* **SOURCE EXTRACT**:
>>>>>
THE BMA leadership yesterday came out in favour of NHS rationing. It also supported the NHS having a written constitution, and being run by an Independent Board, appointed by the government, which would be broad enough to allow a ‘Venture capitalist from Texas’ to sit on it, said BMA chair, James Johnson.
Even though he hastened to say, observing the change in the body language of his audience, that this was ‘most unlikely’, he did not rule it out, creating the distinct impression that the NHS is about to be thrown to the wolves, since the only venture capitalist from Texas we are acquainted with is Texas Pacific, the private company that sacked 800 Gate Gourmet workers by megaphone on August 10th 2005.
The working class will never allow the NHS to get into their hands.
Yesterday the BMA leaders were not just floating some ideas and seeing how they went down after they published them in ‘A rational way forward for the NHS in England’.
Resolutions along the policy lines set out in the document are already being voted on to go forward to the next Annual Representation Meeting of the BMA at the end of June, which will decide on policy for the country’s doctors.
Johnson did have trouble trying to convince his listeners yesterday that talk of core treatments did not equal rationing. He said that the House of Commons had to clarify what the NHS could treat and what it couldn’t.
Everybody is to be therefore equal, we are being told.
The reality is that there will be no rationing for the rich or those who are able to take out health insurance.
They will be able to pay for the treatment and get it, probably in the same hospital that has turned away a worker, and his family who don’t have the cash to pay, because the hospitals will have wards for people who are able to pay, creating a huge tension in the area that it covers, no doubt.
<<<<<
* **TASKS FOR THIS EXERCISE**:
1: What was the title of the document the BMA leaders published, according to the article on NHS rationing?
2: Quote the NHS rationing article from "Even though he" to "August 10th 2005.".

* **DATA SUPPLIED**:
>>>>>
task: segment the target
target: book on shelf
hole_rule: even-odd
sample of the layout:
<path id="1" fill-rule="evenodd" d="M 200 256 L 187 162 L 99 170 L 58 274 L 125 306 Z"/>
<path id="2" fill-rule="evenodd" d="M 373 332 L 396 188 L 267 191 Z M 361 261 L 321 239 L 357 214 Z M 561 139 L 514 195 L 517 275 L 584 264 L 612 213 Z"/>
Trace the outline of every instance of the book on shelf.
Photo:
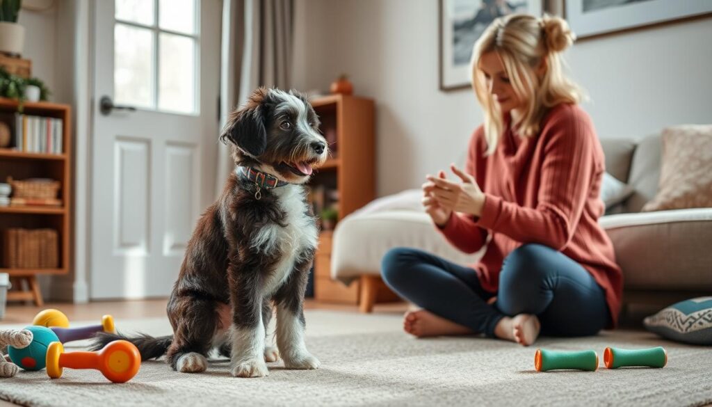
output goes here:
<<<<<
* **RESULTS OF THE TASKS**:
1: 'A rational way forward for the NHS in England'

2:
Even though he hastened to say, observing the change in the body language of his audience, that this was ‘most unlikely’, he did not rule it out, creating the distinct impression that the NHS is about to be thrown to the wolves, since the only venture capitalist from Texas we are acquainted with is Texas Pacific, the private company that sacked 800 Gate Gourmet workers by megaphone on August 10th 2005.